WHAT TO WORK ON: Below are some records; quote exactly the lines from the one that contains "Target: wooden table top" through the one that contains "the wooden support", inclusive, and no others.
◆ ◆ ◆ ◆ ◆ ◆ ◆
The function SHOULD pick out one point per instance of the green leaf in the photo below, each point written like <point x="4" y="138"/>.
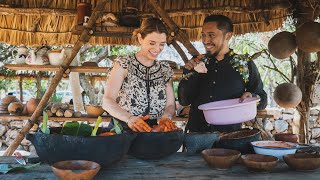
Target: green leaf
<point x="94" y="132"/>
<point x="76" y="129"/>
<point x="44" y="126"/>
<point x="5" y="168"/>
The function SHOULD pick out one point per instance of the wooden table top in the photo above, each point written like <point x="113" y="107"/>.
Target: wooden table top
<point x="176" y="166"/>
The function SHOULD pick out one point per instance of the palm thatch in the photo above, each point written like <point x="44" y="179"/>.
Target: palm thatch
<point x="51" y="22"/>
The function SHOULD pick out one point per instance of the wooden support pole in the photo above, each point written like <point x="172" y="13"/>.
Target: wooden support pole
<point x="177" y="32"/>
<point x="20" y="89"/>
<point x="55" y="81"/>
<point x="180" y="51"/>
◆ ◆ ◆ ◆ ◆ ◆ ◆
OUTPUT:
Target: wooden table top
<point x="176" y="166"/>
The function SHOULD pick out one point per instance of the palm thatch in the photo above, each point written like <point x="44" y="179"/>.
Target: palm thatch
<point x="51" y="22"/>
The function SHOULD pick out one point per instance of the wooden support pole in the photo above, each point written like <point x="172" y="13"/>.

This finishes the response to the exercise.